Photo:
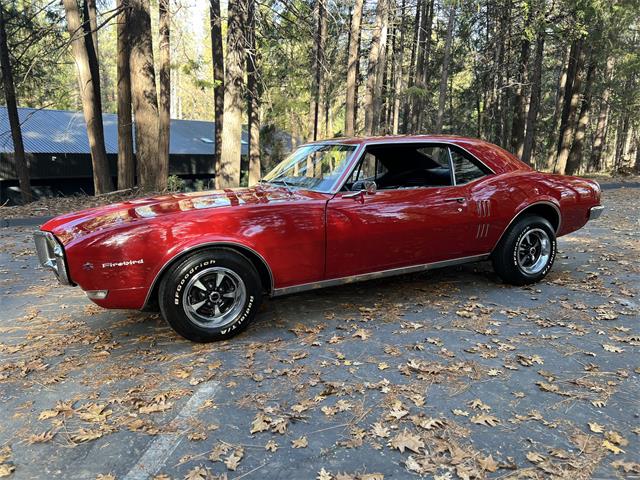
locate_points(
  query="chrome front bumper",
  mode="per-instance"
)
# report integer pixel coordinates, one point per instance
(51, 255)
(595, 212)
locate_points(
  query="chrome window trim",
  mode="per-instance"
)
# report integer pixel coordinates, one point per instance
(359, 152)
(332, 190)
(379, 274)
(203, 245)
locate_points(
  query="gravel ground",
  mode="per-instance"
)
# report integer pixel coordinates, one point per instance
(448, 374)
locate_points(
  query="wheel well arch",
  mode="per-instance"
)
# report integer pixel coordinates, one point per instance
(257, 260)
(547, 210)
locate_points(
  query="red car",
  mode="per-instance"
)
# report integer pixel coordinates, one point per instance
(333, 212)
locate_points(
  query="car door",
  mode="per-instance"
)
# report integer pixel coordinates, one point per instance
(398, 227)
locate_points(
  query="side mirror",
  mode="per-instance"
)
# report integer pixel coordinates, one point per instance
(370, 187)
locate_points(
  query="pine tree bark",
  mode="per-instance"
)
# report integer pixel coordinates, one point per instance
(422, 64)
(22, 168)
(571, 101)
(575, 154)
(407, 110)
(316, 106)
(164, 104)
(534, 99)
(228, 169)
(91, 105)
(561, 89)
(253, 97)
(444, 77)
(126, 160)
(352, 68)
(398, 57)
(375, 68)
(144, 94)
(217, 57)
(519, 105)
(595, 161)
(90, 13)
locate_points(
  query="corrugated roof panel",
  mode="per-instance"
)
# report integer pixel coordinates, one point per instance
(61, 131)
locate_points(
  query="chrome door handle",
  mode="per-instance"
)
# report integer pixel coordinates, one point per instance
(354, 194)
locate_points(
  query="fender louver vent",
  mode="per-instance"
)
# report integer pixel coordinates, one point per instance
(484, 211)
(484, 208)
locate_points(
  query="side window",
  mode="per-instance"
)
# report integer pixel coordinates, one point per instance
(466, 170)
(368, 169)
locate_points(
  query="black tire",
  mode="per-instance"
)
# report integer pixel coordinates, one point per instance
(222, 310)
(508, 255)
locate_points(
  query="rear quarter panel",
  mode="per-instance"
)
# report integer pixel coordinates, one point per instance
(510, 193)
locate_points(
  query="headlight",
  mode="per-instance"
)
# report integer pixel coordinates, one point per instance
(51, 255)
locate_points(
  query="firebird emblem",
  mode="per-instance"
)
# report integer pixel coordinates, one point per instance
(124, 263)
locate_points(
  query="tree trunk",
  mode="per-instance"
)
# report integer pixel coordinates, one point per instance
(519, 105)
(90, 101)
(164, 104)
(144, 94)
(407, 113)
(126, 161)
(375, 69)
(253, 97)
(595, 162)
(444, 77)
(534, 100)
(217, 57)
(571, 99)
(316, 111)
(621, 141)
(422, 64)
(90, 13)
(228, 170)
(637, 164)
(561, 89)
(575, 155)
(398, 54)
(352, 69)
(22, 168)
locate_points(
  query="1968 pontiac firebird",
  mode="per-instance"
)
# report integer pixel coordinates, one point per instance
(333, 212)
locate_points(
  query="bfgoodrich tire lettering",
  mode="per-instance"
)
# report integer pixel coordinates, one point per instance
(527, 251)
(210, 295)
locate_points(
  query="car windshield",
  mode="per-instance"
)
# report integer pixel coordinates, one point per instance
(313, 167)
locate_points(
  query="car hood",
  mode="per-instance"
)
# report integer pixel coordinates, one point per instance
(70, 226)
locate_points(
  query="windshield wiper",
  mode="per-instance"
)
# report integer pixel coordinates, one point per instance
(282, 181)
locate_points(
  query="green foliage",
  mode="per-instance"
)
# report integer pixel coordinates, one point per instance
(175, 184)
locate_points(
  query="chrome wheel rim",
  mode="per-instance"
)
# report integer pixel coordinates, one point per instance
(214, 297)
(533, 251)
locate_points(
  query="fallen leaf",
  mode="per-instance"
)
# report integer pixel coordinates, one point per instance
(488, 464)
(407, 440)
(234, 459)
(595, 427)
(300, 442)
(484, 419)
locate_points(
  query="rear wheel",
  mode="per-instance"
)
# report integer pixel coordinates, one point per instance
(210, 295)
(526, 252)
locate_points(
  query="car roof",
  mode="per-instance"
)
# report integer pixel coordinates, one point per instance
(401, 139)
(498, 159)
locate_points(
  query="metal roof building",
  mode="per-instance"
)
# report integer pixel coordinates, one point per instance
(64, 132)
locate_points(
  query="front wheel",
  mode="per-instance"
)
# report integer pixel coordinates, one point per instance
(210, 295)
(526, 252)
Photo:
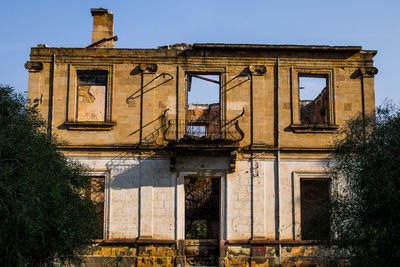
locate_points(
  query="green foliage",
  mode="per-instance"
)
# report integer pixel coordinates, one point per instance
(366, 187)
(43, 216)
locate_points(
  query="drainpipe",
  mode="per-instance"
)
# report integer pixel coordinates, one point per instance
(277, 182)
(51, 93)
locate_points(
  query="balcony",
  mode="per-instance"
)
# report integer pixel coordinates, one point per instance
(216, 132)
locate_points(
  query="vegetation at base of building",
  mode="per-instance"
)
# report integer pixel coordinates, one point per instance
(366, 187)
(44, 217)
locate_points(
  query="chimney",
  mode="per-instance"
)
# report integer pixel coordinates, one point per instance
(103, 28)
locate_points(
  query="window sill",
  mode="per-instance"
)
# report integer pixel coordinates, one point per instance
(313, 128)
(89, 125)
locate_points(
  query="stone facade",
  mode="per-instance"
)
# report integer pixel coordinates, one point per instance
(124, 113)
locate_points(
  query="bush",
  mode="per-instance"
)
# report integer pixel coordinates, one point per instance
(44, 217)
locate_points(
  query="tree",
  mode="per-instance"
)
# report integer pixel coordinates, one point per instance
(44, 217)
(366, 187)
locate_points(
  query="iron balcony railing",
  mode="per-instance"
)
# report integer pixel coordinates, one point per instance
(215, 131)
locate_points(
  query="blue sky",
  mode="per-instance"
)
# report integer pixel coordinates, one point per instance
(147, 24)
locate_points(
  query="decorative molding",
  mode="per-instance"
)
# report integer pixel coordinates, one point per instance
(257, 70)
(34, 66)
(89, 125)
(313, 128)
(368, 71)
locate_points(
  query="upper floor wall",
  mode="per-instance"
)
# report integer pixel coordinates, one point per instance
(125, 97)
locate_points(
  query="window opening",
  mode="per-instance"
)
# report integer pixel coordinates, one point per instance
(96, 194)
(203, 106)
(202, 208)
(92, 86)
(313, 100)
(314, 210)
(202, 220)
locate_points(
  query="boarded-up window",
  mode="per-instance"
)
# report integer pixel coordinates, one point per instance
(315, 219)
(96, 194)
(92, 89)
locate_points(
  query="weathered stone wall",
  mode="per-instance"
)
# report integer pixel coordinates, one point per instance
(144, 171)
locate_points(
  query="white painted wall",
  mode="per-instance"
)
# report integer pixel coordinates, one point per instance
(146, 200)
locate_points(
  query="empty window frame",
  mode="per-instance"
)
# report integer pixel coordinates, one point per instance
(96, 194)
(203, 105)
(313, 99)
(202, 205)
(315, 218)
(92, 95)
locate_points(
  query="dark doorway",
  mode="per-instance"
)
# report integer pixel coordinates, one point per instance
(202, 220)
(314, 210)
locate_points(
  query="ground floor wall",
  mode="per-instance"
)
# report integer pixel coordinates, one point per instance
(259, 211)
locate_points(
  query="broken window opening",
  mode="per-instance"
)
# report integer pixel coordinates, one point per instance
(202, 201)
(313, 100)
(92, 92)
(96, 194)
(315, 217)
(203, 106)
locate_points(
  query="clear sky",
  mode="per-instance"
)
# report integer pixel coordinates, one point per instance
(147, 24)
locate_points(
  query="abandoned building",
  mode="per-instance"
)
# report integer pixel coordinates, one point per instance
(203, 154)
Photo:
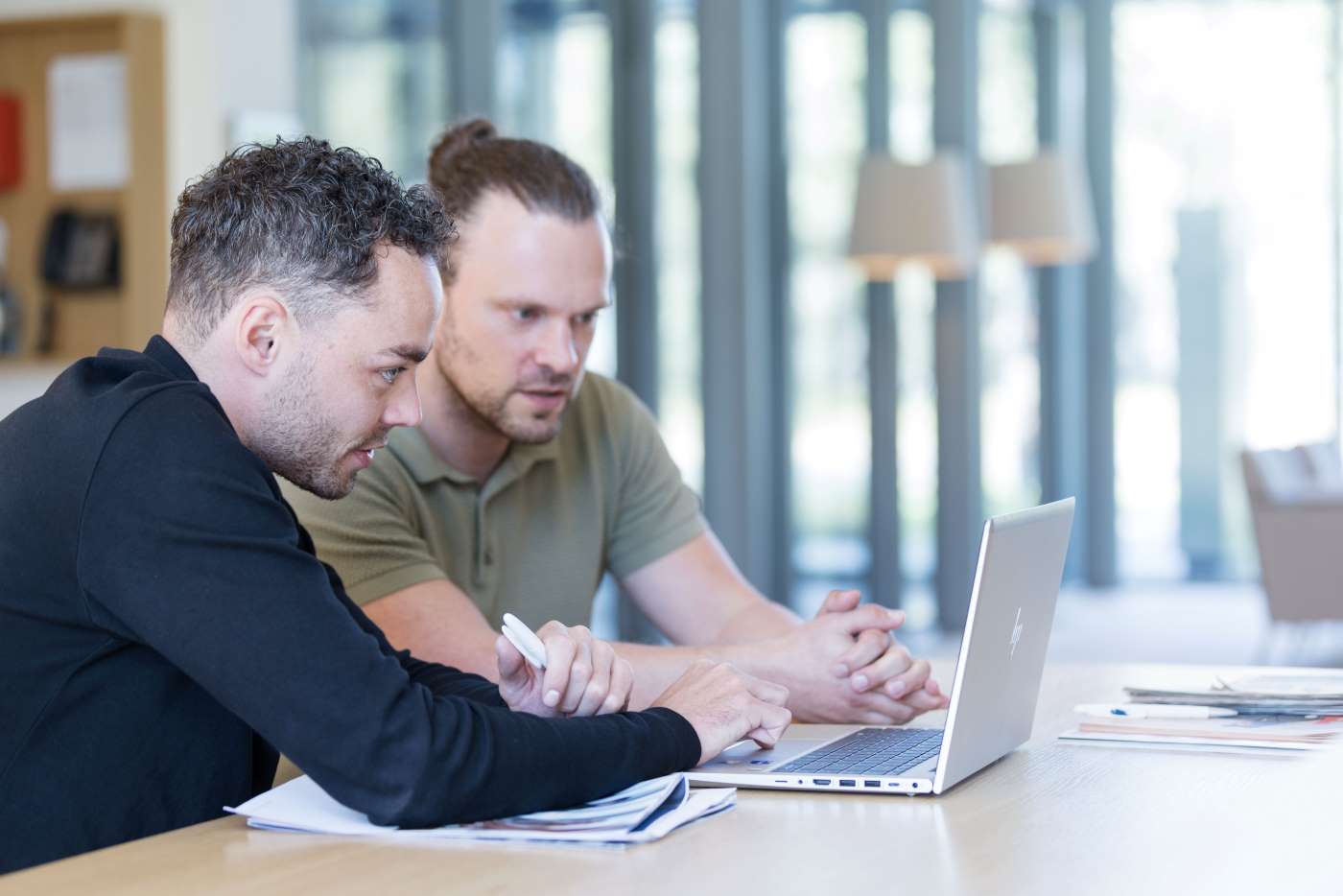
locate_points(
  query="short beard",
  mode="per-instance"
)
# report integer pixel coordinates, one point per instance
(490, 409)
(297, 440)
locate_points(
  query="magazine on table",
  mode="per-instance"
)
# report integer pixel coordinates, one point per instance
(637, 814)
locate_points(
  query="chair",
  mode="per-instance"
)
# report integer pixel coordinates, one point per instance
(1296, 504)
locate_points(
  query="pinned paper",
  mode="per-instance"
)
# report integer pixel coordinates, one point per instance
(86, 121)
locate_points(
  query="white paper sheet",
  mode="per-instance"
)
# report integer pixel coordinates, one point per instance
(86, 121)
(641, 813)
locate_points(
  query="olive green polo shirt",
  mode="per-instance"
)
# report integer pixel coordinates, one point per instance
(536, 536)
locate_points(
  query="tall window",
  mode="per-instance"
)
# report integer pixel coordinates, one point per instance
(1224, 224)
(915, 293)
(1009, 360)
(677, 121)
(825, 57)
(375, 77)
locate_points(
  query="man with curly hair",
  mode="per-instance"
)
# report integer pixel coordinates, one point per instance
(164, 624)
(530, 477)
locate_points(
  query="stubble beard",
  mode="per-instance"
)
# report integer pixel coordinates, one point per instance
(301, 443)
(489, 409)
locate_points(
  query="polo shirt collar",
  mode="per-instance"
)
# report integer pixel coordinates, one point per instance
(413, 450)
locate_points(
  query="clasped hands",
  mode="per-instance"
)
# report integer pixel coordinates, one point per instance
(841, 667)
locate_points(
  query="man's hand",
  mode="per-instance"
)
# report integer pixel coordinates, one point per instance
(725, 705)
(581, 677)
(843, 667)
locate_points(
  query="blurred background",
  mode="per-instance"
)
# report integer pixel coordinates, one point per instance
(1181, 375)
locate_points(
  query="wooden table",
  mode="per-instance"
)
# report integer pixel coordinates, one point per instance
(1050, 817)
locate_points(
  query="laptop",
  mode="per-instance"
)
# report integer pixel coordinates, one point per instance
(993, 697)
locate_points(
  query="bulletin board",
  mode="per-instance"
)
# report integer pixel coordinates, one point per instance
(69, 49)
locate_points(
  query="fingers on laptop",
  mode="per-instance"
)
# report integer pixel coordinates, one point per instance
(772, 721)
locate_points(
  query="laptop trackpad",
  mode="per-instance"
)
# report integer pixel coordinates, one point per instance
(747, 757)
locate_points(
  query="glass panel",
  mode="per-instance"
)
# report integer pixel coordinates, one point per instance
(375, 77)
(554, 86)
(677, 97)
(825, 70)
(1224, 224)
(1009, 360)
(916, 416)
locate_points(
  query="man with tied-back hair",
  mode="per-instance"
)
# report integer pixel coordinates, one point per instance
(164, 624)
(528, 480)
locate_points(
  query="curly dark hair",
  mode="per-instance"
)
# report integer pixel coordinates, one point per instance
(297, 215)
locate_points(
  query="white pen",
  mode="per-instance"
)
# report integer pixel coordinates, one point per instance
(1151, 711)
(524, 640)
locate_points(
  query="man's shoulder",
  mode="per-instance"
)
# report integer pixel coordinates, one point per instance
(98, 399)
(610, 407)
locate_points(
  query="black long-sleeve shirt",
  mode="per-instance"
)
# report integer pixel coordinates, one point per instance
(165, 626)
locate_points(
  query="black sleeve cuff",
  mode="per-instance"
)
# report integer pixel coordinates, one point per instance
(685, 742)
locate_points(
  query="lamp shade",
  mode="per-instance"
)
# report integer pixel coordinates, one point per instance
(1043, 210)
(913, 214)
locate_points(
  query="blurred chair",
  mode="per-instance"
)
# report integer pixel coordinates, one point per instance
(1296, 504)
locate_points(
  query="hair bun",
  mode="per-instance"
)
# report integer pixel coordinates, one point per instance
(462, 136)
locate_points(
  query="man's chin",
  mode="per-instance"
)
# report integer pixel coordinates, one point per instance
(329, 488)
(533, 432)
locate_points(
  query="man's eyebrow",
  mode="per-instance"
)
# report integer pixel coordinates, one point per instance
(412, 353)
(521, 301)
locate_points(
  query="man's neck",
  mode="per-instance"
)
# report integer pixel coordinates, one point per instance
(207, 366)
(459, 436)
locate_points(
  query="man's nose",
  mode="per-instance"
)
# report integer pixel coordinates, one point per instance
(557, 349)
(405, 407)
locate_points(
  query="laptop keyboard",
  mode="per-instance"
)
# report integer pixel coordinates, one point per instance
(870, 751)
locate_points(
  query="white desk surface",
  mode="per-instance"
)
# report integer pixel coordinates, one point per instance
(1049, 818)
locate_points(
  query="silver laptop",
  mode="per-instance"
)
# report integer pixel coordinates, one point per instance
(993, 697)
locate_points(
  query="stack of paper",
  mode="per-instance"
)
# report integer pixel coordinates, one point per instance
(1295, 695)
(1275, 712)
(638, 814)
(1246, 732)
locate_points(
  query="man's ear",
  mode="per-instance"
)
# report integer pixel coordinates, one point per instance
(261, 332)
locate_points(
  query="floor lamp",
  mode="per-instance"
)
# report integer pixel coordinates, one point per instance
(1041, 210)
(903, 215)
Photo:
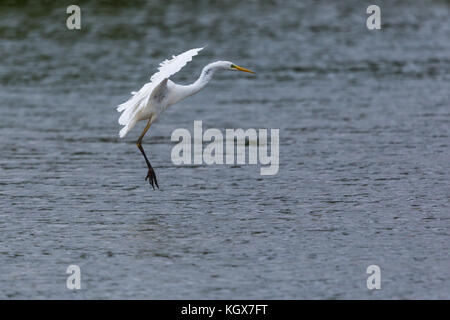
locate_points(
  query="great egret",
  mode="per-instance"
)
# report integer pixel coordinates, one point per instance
(158, 94)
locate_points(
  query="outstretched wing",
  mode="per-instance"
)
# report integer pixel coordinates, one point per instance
(139, 99)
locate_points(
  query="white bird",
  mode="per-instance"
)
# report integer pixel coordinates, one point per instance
(160, 93)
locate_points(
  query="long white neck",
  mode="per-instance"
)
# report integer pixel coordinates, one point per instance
(206, 76)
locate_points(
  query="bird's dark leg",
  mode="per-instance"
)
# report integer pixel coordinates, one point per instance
(151, 173)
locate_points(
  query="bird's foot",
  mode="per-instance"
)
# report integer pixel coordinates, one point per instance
(151, 176)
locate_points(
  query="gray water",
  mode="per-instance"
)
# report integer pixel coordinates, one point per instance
(364, 123)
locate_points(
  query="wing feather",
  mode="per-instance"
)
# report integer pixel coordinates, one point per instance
(139, 99)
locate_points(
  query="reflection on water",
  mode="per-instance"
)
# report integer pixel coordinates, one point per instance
(364, 131)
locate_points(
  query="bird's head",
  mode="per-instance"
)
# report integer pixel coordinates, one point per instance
(227, 65)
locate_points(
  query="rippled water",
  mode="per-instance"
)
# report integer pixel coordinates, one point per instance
(364, 123)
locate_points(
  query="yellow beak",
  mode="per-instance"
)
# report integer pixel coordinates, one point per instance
(243, 69)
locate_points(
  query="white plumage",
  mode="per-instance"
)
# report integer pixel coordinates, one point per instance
(160, 93)
(140, 99)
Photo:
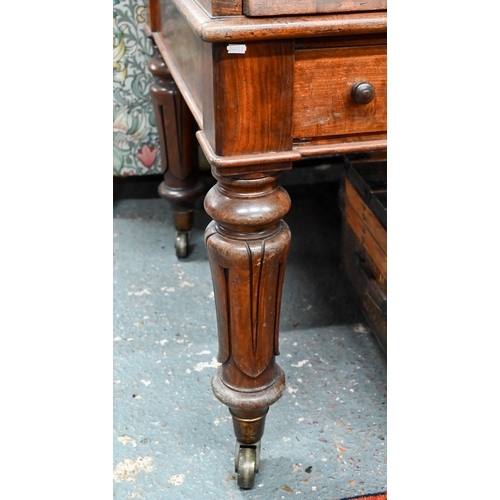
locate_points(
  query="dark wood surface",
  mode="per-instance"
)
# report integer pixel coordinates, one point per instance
(323, 80)
(293, 7)
(364, 239)
(264, 92)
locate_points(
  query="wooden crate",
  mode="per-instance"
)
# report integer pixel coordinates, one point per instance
(363, 201)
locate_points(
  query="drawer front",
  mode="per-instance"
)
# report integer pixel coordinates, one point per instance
(324, 104)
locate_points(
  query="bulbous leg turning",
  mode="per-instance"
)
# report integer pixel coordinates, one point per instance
(247, 244)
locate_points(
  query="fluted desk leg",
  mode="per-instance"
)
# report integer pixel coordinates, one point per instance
(247, 244)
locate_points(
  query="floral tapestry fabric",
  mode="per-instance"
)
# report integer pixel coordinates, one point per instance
(135, 137)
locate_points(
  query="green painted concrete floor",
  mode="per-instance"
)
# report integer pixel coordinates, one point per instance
(324, 439)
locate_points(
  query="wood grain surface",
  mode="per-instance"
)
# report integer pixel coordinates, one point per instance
(323, 105)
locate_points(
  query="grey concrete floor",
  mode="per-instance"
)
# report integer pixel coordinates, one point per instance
(324, 439)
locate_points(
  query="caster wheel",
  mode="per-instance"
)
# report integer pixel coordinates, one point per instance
(181, 244)
(247, 467)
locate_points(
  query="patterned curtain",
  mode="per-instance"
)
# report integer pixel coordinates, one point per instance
(135, 138)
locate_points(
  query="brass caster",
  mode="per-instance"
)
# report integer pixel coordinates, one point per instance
(247, 464)
(181, 245)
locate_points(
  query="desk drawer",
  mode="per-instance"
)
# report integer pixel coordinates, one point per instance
(324, 104)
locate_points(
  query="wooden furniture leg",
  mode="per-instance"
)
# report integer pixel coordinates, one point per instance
(176, 129)
(247, 244)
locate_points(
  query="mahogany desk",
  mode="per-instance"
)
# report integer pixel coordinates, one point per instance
(261, 84)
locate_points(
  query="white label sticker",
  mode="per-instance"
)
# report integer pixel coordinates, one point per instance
(236, 49)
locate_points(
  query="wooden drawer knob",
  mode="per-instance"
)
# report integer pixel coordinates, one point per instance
(363, 92)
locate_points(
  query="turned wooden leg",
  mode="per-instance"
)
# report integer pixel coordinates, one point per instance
(176, 130)
(247, 244)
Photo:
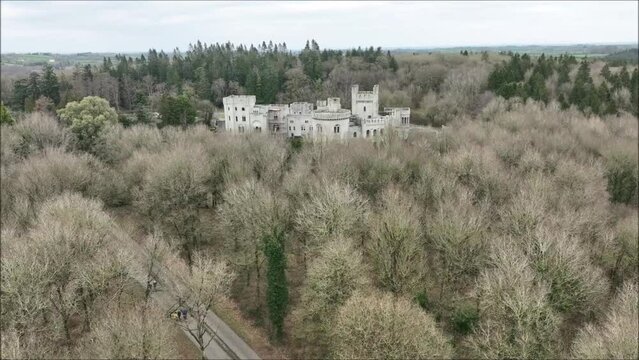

═══

> _TRAVAIL DEMANDÉ_
Dénombrez les lignes des enregistrements ci-dessus qui contiennent la chaîne « firebird », puis indiquez uniquement ce nombre.

> _SOLUTION COMPLÈTE_
2